__Given instruction__. Recast each line of the records below as a numbered list, leaving out any blank lines.

┌─ Information supplied

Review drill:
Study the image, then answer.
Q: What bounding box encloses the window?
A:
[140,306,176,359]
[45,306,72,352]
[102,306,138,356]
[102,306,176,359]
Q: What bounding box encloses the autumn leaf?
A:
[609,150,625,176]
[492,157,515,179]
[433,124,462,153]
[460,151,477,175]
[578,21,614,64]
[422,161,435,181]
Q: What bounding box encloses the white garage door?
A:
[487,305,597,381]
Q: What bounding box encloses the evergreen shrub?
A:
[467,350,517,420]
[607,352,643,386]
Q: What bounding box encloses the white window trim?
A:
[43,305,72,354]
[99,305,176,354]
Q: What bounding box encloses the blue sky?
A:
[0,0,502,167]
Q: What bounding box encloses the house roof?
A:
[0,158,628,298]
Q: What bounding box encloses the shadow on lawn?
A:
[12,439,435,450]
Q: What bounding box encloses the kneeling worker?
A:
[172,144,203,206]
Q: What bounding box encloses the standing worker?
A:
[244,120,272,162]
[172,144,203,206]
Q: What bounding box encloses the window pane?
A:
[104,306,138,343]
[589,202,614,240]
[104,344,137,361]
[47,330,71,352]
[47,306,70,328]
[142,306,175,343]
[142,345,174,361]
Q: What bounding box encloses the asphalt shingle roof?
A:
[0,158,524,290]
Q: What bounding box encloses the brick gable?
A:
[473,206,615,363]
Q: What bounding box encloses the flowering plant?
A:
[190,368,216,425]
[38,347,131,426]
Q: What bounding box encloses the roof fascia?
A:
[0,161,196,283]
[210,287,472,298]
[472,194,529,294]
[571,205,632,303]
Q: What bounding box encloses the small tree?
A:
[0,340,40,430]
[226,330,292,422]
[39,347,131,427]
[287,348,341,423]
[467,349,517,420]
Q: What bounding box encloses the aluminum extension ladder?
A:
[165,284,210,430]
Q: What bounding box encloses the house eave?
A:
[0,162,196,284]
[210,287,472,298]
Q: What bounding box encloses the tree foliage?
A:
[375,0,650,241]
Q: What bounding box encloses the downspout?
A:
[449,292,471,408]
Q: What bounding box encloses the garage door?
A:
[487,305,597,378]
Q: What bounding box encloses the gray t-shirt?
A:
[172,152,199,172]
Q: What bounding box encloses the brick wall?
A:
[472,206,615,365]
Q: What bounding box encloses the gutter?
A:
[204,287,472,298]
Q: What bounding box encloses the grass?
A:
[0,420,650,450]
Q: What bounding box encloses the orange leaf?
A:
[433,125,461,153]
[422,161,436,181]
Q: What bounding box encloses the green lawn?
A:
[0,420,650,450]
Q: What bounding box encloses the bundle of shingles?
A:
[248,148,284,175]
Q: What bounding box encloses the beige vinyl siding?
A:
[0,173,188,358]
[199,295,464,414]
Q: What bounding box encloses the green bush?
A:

└─

__Worked answer__.
1. Review drill:
2. Study the image, then answer.
3. Q: What bounding box encloses the window?
4. A:
5. [140,306,176,359]
6. [45,306,72,352]
7. [102,306,138,356]
8. [102,306,176,359]
9. Q: What bounding box encloses the autumn leaf?
10. A:
11. [609,150,625,176]
12. [492,157,515,179]
13. [433,124,462,153]
14. [460,151,477,175]
15. [578,21,614,64]
16. [422,161,435,181]
17. Q: What bounding box encloses the white garage door?
18. A:
19. [487,305,597,381]
20. Q: What bounding box encloses the evergreen shrub?
21. A:
22. [467,350,517,420]
23. [607,352,643,386]
24. Q: What bounding box encloses the white window trim?
25. A:
26. [43,305,72,354]
27. [99,305,176,354]
28. Q: What bounding box encloses the blue sky?
29. A:
30. [0,0,502,167]
31. Q: What bounding box encloses the house roof?
32. A:
33. [0,158,628,298]
34. Q: What bounding box encloses the shadow on lawn?
35. A:
36. [12,439,435,450]
37. Q: What bounding box encloses the kneeling worker?
38. A:
39. [172,144,203,206]
40. Q: What bounding box encloses the standing worker?
41. A:
42. [244,120,272,162]
43. [172,144,203,206]
44. Q: What bounding box encloses the window pane?
45. A:
46. [104,306,138,343]
47. [589,202,614,240]
48. [104,344,137,361]
49. [47,330,71,352]
50. [47,306,70,328]
51. [142,306,175,343]
52. [142,345,174,361]
53. Q: What bounding box encloses the asphalt shingle roof?
54. A:
55. [0,158,524,290]
56. Q: What bounding box encloses the brick gable?
57. A:
58. [473,206,615,363]
59. Q: What bounding box encloses the flowering plant?
60. A:
61. [190,368,216,425]
62. [38,347,131,426]
63. Q: What bounding box encloses the roof fascia?
64. A:
65. [0,161,196,283]
66. [210,287,472,298]
67. [472,194,529,294]
68. [571,205,632,303]
69. Q: What bounding box encloses the small tree?
70. A:
71. [0,340,40,430]
72. [226,330,292,422]
73. [39,347,131,427]
74. [287,348,341,423]
75. [467,349,517,420]
76. Q: What bounding box encloses the aluminum extension ladder?
77. A:
78. [165,284,210,430]
79. Q: What bounding box encloses the house eave?
80. A:
81. [0,162,196,284]
82. [210,287,472,298]
83. Q: What bounding box encloses the tree foliage?
84. A:
85. [375,0,650,241]
86. Q: What bounding box encloses the downspout?
87. A:
88. [449,292,471,408]
89. Q: What bounding box encloses the garage door?
90. A:
91. [487,305,597,378]
92. Q: What bounding box encloses the gray t-shirt?
93. A:
94. [172,152,199,172]
95. Q: What bounding box encloses the brick wall?
96. A:
97. [472,206,615,365]
98. Q: What bounding box encloses the gutter?
99. A:
100. [204,287,472,298]
101. Q: What bounding box encloses the grass?
102. A:
103. [0,420,650,450]
104. Q: What bounding box encloses the orange leaf?
105. A:
106. [433,125,461,153]
107. [422,161,436,181]
108. Q: What bounding box encloses the green lawn?
109. A:
110. [0,420,650,450]
111. Q: What bounding box encloses the bundle of shingles?
112. A:
113. [248,148,284,175]
114. Q: What bounding box encloses the beige vinyl siding?
115. A:
116. [0,173,188,358]
117. [199,295,464,414]
118. Q: What bounding box encloses the green bush?
119. A:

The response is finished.